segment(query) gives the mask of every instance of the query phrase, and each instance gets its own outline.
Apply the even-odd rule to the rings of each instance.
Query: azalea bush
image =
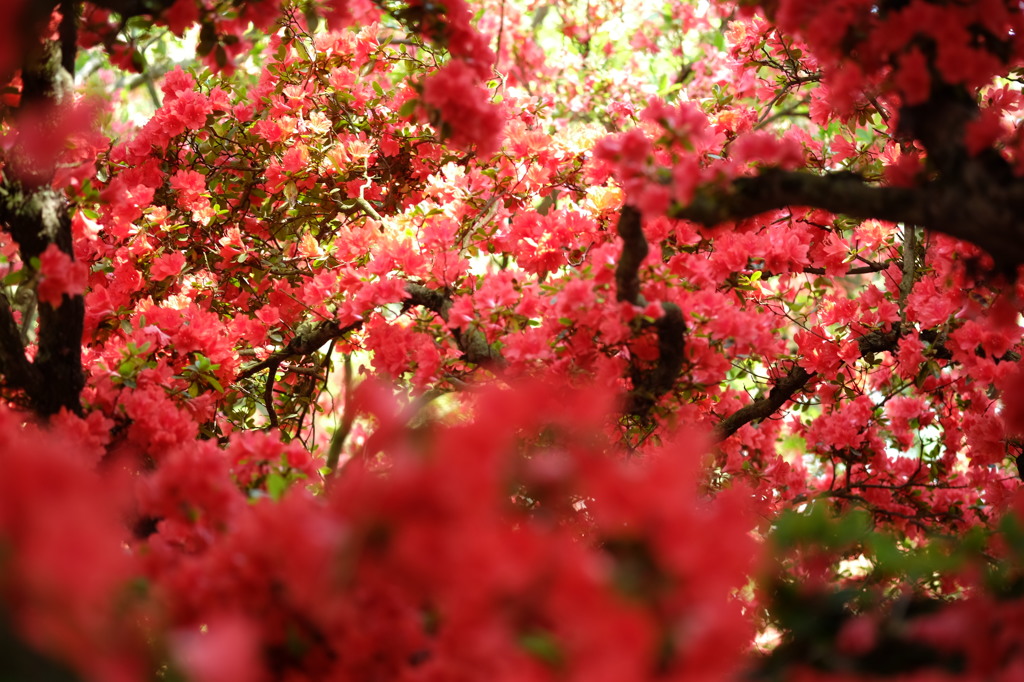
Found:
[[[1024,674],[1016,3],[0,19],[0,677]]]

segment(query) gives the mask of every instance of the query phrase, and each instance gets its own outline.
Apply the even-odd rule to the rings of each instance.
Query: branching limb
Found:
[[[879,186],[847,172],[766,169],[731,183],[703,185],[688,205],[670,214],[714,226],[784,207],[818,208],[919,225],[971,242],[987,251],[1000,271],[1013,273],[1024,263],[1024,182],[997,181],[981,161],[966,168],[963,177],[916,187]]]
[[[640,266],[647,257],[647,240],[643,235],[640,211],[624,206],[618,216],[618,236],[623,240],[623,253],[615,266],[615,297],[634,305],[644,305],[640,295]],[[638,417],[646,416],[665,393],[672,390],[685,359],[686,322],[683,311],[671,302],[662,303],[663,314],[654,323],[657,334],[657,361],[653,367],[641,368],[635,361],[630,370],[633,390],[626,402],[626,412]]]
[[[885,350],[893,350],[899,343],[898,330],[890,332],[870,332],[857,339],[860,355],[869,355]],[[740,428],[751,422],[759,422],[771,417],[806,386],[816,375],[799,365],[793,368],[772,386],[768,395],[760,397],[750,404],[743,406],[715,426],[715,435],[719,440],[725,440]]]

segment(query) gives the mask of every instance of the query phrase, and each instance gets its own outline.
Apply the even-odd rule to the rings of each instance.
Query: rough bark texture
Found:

### STATED EXERCISE
Put each line of the items above into a numbered list, skipping blank lines and leaving out the pictures.

### WRITTEN RESPONSE
1. segment(query) gives the mask of every instance of the query phrase, and each instance gets its own outline.
2. Apply the even-odd rule to the rings of each instance.
3. Query: azalea bush
4. image =
5. Found:
6. [[[1024,674],[1016,3],[0,19],[0,677]]]
7. segment(query) gives the mask of every instance of the query phrase, and each instance gets its own outline.
8. Apply the even-odd rule to the rings of each instance.
9. Query: branching limb
10. Found:
11. [[[879,186],[847,172],[766,169],[731,183],[703,185],[688,205],[670,214],[714,226],[784,207],[818,208],[919,225],[971,242],[987,251],[1000,271],[1013,273],[1024,263],[1024,182],[997,181],[981,161],[966,168],[963,177],[916,187]]]
12. [[[640,266],[647,257],[647,240],[643,235],[640,211],[624,206],[618,216],[618,236],[623,240],[623,253],[615,266],[615,297],[634,305],[644,305],[640,295]],[[638,417],[646,416],[665,393],[672,390],[685,359],[686,322],[683,311],[671,302],[662,303],[663,314],[654,323],[657,334],[657,361],[653,367],[641,368],[635,361],[630,370],[633,390],[626,402],[626,412]]]
13. [[[885,350],[893,350],[899,343],[898,330],[890,332],[870,332],[857,339],[860,355],[869,355]],[[740,428],[751,422],[759,422],[771,417],[806,386],[816,375],[799,365],[793,368],[772,386],[768,395],[760,397],[750,404],[743,406],[715,426],[715,435],[719,440],[725,440]]]
14. segment(query) gives the mask of every instance of the query phrase, and each instance gets its own outline.
15. Apply the even-odd rule to the rings of each instance.
16. Query: rough bark texture
17. Found:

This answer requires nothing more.